* **Selected excerpt**:
------------------------------------------------------------------------

Elimination of tariffs: domestic
producers will no longer be able to compete with multinationals.
Most of the First World nations used tariffs during their own formative
years to build themselves up economically. But
that tool must be denied to the Third World.
And let's not forget to add:
Eliminate restrictions on foreign
ownership of businesses and even natural resources:
in other words, put the entire country up for sale.
Joseph Stiglitz was the World Bank's
chief economist from 1997-2000. He
won the Nobel Prize for Economics in 2001. So
don't just take Jack Clark's word on what you've just heard about SAP's.
Listen to a guy with credentials even a crazed right-winger couldn't deny
-- and who's now come to his senses. Stiglitz
about the entire World Bank-IMF-structural adjustment program paradigm:
[T]heir hospital is one
where people get sicker. We saw in East Asia, Latin America, Russia and Africa
how they made things worse. Unequivocally.
A hospital where people get sicker.
In other words, a right-wing hospital.
Any right-wing proposal that purports to solve a social justice problem,
will inevitably make the problem worse.
So there you have it!
Sweetheart, exploitative natural
resource deals with multinationals, together with unfair international trade
rules, ensure that Third World nations make very little money.
Fraudulent loans are made to right-wing dictators who use the money for
political and personal financial gain, but which the poor majority must repay.
The need to repay these loans makes these nations even more desperate for
additional funding. The structural
adjustment programs that are imposed by the IMF and World Bank as a condition
for additional loans, increase human misery, suffering, pain and death.
Do you know who George Kennan was?

------------------------------------------------------------------------

* **Records provided**:
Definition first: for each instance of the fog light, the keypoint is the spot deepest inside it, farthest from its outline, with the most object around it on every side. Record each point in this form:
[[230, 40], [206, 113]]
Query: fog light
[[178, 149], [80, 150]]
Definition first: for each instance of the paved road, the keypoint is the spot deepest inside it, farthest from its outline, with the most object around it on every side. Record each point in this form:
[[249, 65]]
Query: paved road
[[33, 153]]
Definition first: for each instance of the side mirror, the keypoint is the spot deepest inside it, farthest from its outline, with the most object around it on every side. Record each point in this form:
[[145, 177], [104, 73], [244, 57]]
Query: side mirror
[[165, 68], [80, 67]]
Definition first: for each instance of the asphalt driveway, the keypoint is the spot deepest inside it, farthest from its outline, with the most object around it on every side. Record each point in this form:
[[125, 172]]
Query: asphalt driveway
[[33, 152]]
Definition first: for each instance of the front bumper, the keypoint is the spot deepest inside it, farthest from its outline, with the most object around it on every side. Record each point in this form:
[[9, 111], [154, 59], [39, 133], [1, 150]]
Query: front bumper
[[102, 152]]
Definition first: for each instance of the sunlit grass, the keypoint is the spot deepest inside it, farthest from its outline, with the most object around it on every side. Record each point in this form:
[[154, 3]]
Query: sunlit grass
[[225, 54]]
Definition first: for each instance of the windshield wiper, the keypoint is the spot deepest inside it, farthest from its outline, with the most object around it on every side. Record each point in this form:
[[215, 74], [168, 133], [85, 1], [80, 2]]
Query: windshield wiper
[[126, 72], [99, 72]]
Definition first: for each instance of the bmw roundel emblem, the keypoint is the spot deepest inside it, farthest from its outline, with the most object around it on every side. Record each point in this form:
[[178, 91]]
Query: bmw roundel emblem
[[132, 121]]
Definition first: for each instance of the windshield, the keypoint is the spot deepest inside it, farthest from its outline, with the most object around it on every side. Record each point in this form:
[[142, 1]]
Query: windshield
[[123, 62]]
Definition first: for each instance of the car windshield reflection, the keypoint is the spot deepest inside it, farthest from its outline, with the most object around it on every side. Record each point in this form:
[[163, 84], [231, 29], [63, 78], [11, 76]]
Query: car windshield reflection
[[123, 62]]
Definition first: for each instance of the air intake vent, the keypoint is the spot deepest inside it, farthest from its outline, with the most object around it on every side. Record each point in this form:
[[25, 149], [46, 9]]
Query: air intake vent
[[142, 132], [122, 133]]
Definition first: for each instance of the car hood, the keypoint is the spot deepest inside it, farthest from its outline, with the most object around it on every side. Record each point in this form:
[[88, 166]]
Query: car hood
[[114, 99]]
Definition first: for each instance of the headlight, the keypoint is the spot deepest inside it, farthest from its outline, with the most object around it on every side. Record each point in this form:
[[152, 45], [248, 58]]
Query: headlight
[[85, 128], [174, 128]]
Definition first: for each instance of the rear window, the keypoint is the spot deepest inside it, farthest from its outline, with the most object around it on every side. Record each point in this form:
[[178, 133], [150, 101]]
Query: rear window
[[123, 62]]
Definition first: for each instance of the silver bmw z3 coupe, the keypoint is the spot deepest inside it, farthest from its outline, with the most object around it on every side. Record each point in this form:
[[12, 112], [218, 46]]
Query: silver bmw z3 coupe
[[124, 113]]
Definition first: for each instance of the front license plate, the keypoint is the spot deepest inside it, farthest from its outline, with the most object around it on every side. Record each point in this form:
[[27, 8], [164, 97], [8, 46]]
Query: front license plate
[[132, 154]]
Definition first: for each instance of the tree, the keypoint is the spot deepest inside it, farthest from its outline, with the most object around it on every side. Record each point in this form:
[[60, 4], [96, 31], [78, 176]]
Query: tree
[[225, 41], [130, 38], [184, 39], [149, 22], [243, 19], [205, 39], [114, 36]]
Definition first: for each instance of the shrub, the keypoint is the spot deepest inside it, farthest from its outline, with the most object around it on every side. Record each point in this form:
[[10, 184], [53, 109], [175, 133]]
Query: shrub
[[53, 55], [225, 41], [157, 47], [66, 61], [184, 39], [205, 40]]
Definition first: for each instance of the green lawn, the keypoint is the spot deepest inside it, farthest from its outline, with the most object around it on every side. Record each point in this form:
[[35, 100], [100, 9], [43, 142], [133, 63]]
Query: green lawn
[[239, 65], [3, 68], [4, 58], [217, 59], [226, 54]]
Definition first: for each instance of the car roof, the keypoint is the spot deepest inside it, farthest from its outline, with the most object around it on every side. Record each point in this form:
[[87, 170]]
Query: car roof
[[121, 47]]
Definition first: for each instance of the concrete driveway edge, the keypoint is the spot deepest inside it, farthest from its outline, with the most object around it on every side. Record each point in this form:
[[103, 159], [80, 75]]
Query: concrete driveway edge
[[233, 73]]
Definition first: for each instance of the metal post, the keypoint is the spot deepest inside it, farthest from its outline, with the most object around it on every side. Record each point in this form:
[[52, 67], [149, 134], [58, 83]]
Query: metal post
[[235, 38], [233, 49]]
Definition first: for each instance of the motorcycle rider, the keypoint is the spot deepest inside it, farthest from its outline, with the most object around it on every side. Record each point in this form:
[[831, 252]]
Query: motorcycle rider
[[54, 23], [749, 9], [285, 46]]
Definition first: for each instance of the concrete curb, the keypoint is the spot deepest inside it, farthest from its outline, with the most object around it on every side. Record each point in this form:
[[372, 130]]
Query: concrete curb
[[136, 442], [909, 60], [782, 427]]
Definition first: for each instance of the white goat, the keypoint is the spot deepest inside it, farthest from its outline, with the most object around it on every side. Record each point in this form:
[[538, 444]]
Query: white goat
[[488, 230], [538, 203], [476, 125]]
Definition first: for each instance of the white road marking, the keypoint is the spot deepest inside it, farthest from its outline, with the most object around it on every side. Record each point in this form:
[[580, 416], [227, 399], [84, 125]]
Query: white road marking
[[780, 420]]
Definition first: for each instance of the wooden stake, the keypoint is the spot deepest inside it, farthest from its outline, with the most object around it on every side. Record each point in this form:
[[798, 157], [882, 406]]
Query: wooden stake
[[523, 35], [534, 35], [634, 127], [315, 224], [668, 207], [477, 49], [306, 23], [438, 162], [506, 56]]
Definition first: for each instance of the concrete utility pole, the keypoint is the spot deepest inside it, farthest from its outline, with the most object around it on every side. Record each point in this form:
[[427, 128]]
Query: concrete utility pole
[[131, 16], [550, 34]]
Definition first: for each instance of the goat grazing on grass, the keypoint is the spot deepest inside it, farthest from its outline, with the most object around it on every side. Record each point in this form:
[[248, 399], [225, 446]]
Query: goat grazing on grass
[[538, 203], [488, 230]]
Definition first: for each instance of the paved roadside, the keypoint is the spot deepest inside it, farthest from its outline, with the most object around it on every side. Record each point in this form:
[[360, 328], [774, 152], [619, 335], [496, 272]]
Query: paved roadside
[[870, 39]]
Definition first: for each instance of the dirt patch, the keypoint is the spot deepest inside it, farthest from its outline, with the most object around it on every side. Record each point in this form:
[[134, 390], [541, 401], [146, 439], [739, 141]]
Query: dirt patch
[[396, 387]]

------------------------------------------------------------------------

* **Task details**:
Could you continue the piece above on World Bank and IMF structural adjustment programs, picking up right after its final sentence?

* **Output for this exercise**:
He was one of the foremost designers of US foreign policy in the post
World War II period.
We have about 60 per cent
of the world's wealth but only 6.3 per cent of its population. Our real task in
the coming period [will be] to maintain this position of disparity…
The four pillars I've described to
you are simply the means the right-wingers in the West use to "maintain
this position of disparity."
And succeeding they are.
All this pillage of the Third World
-- which of course dates back to colonial times -- means that today, a mere 25%
of the earth's population receives
75% of the income.
As if matters weren't bad enough, the
situation is getting worse and worse: the income gap between the richest people
in the world and the poorest massively increased
in the last decades of the 20th Century.
So what about Barack Obama?
Where does he fit in here?
He's probably nowhere near where a
true progressive in the foreign policy field would be.
He's a mixed bag.
Many so-called liberals are too
comfortable with the exploit-the-Third World economic paradigm.
Admittedly, though, nowhere near as
bad as neocons and other right-wingers.
But still, appropriate pressure will
need to be applied to Obama and his
foreign policy team.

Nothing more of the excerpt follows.